Translate this sentence from the passage about film production during COVID-19 below into Spanish: "She said the crew cleans and sanitizes everything routinely and has a COVID-19 compliance officer in place."
### GIVEN PASSAGE ###
Monaco described it as a difficult process. She said the crew cleans and sanitizes everything routinely and has a COVID-19 compliance officer in place.

"I couldn't risk getting people sick, but people dying and it wouldn't just be me personally, it would be the entire set, the locations, everybody involved so it was a really hard thing to do, and it's something that only people that are committed to telling stories are willing to do, to take these precautions because you love the craft and you love film and you want to do it right because you don't want this to stop," said Monaco.

Actress Noree Victoria, who is also the Vice-Chair for New Filmmakers LA, also talked about the new protocols she has experienced firsthand on set.

"There are more expenses. There's a lot more anxiety. You have to have a COVID compliance officer. You have to be on every 'P' and 'Q', and have every 'T' crossed, every 'I' dotted. You cannot cut corners. You have to test negative several times before you even join the production and then there's ongoing testing during the production. Also, there are new rules in place. There is no eating on set so your food is packaged and brought to you," she said. 

Victoria said it has also been difficult for actresses of color.
### DATA BLOCK ###
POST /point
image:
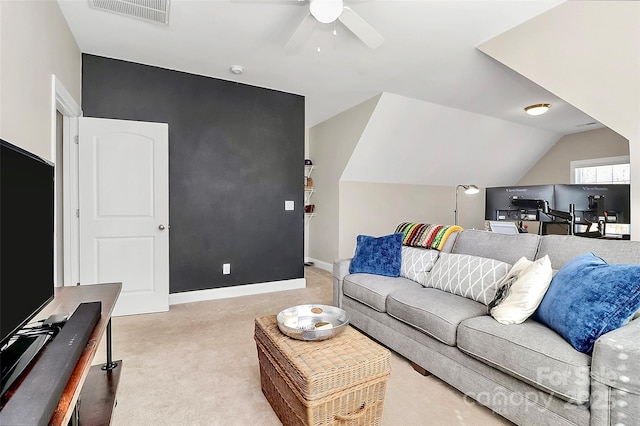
###
## SOLUTION
Dijo que el equipo limpia y desinfecta todo de forma rutinaria y que cuenta con un responsable de cumplimiento de las normas sobre el COVID-19.